## Text
Der Kläger musste unter den gegebenen Umständen auch damit rechnen, dass sowohl die Erwerberin als auch die Beklagte den Abschluss des Abwicklungsvertrages, der schließlich ein bestehendes Arbeitsverhältnis zwischen dem Kläger und der Erwerberin zwingend voraussetzt, als Bestätigung dahingehend auffassen, dass der Kläger den Übergang seines Arbeitsverhältnisses akzeptiert hat und nicht mehr in Streit stellen will. Abgestellt auf den Zeitpunkt des Abschlusses der Abwicklungsvereinbarung war seine Erklärung eindeutig und ließ keine andere Beurteilung zu.

Die Schriftform - sofern man für den Verzicht auf das Widerspruchsrecht ebenfalls die Schriftform verlangt - ist dadurch gewahrt, dass der Kläger das ihm vorgelegte Schreiben unterzeichnet hat.

## Aufgaben
A: Beantworten Sie die folgenden Fragen zum Text über das Widerspruchsrecht:
(i) Was setzt der Abschluss des Abwicklungsvertrages zwingend voraus?
(ii) Auf welchen Zeitpunkt wird bei der Beurteilung der Erklärung des Klägers abgestellt?
(iii) Wodurch ist die Schriftform gewahrt?
B: Setzen Sie den Text über das Widerspruchsrecht nach seinem letzten Satz fort.

## Gesammeltes Material

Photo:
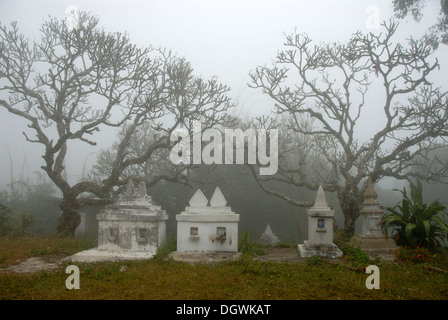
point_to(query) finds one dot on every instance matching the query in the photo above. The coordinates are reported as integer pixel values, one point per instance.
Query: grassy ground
(159, 278)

## Lösungen
A:
(i) Ein bestehendes Arbeitsverhältnis zwischen dem Kläger und der Erwerberin.
(ii) Auf den Zeitpunkt des Abschlusses der Abwicklungsvereinbarung.
(iii) Dadurch, dass der Kläger das ihm vorgelegte Schreiben unterzeichnet hat.

B:
Danach konnte der Kläger keinen Widerspruch gegen den Übergang seines Arbeitsverhältnisses mehr erklären mit der Folge, dass er mangels des Bestehens eines Arbeitsverhältnisses zur Beklagten dieser gegenüber auch keine Annahmeverzugsansprüche geltend machen kann.

Die Berufung des Klägers war daher zurückzuweisen.

III.

Als unterliegende Partei hat die Beklagte die Kosten des Rechtsstreits zu tragen (§§ 64 Abs. 6 ArbGG, 525, 91 ZPO).

IV.

Die Zulassung der Revision beruht auf § 72 Abs. 2 Nr. 1 ArbGG.